▶ [Задание]:
Отредактируй отрывок о приезде Сережи и приведи его заново от "Вот что пишет" до "играл на фортепиано." включительно, поставив "шашки" вместо "шахматы".
====== Отрывок для чтения ======
25 октября приехал Сережа.
Вот что пишет брат Сергей об этом посещении:
«25 октября вечером я приехал в Ясную из Тулы. Никого посторонних не было; были только моя мать, сестра Саша, Душан Петрович и Варвара Михайловна. Я пошел в кабинет к отцу, думая, что он хочет со мною поговорить о матери, а может быть и о моих делах. Но мать все время была тут же и все время говорила без умолку. Он начнет говорить, а она его перебивает, говоря совсем о другом. Он умолкал, ждал, когда она даст ему возможность вставить слово, и тогда продолжал говорить о том, о чем начал. Точно его перебивал посторонний шум».
В этот вечер Сережа разговаривал с отцом о литературе, играл с ним в шахматы и по его просьбе играл на фортепиано.
«Когда я сыграл «Ich liebe dich» Грига, — пишет С. Л. Толстой, — он всхлипнул. Уходя спать, я пошел в кабинет прощаться с ним. Кроме нас, никого в комнате не было. Он спросил меня: «Почему ты скоро уезжаешь?» Я собирался уезжать рано утром на следующий день. Я сказал, что мне надо устроить свои дела. Я очень хотел пожить в Ясной некоторое время, несколько разобраться в том, что там происходило и, может быть, помочь. Но мне сперва хотелось уладить свои личные дела… Как мне теперь кажутся ничтожными эти дела. — Отец на это сказал: «А ты бы не уезжал». Я ответил, что скоро опять приеду. Впоследствии я вспомнил, что он сказал эти слова с особенным выражением; он, очевидно, думал о своем отъезде и хотел, чтобы я после его отъезда оставался при матери. Он всегда думал, что я могу несколько влиять на нее. Прощаясь, он торопливо и необычно нежно притянул меня к себе с тем, чтобы со мной поцеловаться. В другое время он просто подал бы мне руку».
И 26‑го же отец писал Черткову:
«Нынче в первый раз почувствовал с особенной ясностью — до грусти — как мне недостает вас… Есть целая область мыслей, чувств, которыми я ни с кем иным не могу так естественно делиться, — зная, что я вполне понят, — как с вами. Нынче было таких несколько мыслей–чувств. Одна из них о том, нынче во сне испытал толчок сердца, который разбудил меня и, проснувшись, вспомнил длинный сон, как я шел под гору, держался за ветки и все–таки поскользнулся и упал, — т. е. проснулся. Все сновидение, казавшееся прошедшим, возникло мгновенно, так одна мысль о том, что в минуту смерти будет этот, подобный толчку сердца в сонном состоянии, момент вневременный, и вся жизнь будет этим ретроспективным сновидением. Теперь же ты в самом разгаре этого ретроспективного сновидения. — Иногда мне это кажется верным, а иногда кажется чепухой. Вторая мысль — чувство это, опять–таки нынче виденное мною, уже третье в эти последние два месяца художественное, прелестное, нынешнее, художественное сновидение. Постараюсь записать его и предшествующие хотя бы в виде конспектов. Третье, это уже не столько мысль, сколько чувство, и дурное чувство–желание перемены своего положения. Я чувствую что–то не должное, постыдное в своем положении, и иногда смотрю на него — как и должно — как на благо, а иногда противлюсь, возмущаюсь. Саша сказала вам про мой план, который иногда в слабые минуты обдумываю. Сделайте, чтобы слова Саши об этом и мое теперь о них упоминание, были бы comme non avenu (как не бывшие). Очень вы мне недостаете. На бумаге всего не расскажешь. Ну хоть что–нибудь. Я пишу вам о себе. Пишите и вы о себе и как попало. Как вы поймете меня с намека, так и я вас. Ну, до свиданья. Если что–нибудь предприму, то, разумеется, извещу вас. Даже, может быть, потребую от вас помощи. Л. Т.».
====== Данные ======
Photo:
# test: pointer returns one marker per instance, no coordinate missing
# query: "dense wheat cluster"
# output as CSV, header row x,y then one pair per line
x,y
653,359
======
▶ [Ответ]:
Вот что пишет брат Сергей об этом посещении:
«25 октября вечером я приехал в Ясную из Тулы. Никого посторонних не было; были только моя мать, сестра Саша, Душан Петрович и Варвара Михайловна. Я пошел в кабинет к отцу, думая, что он хочет со мною поговорить о матери, а может быть и о моих делах. Но мать все время была тут же и все время говорила без умолку. Он начнет говорить, а она его перебивает, говоря совсем о другом. Он умолкал, ждал, когда она даст ему возможность вставить слово, и тогда продолжал говорить о том, о чем начал. Точно его перебивал посторонний шум».
В этот вечер Сережа разговаривал с отцом о литературе, играл с ним в шашки и по его просьбе играл на фортепиано.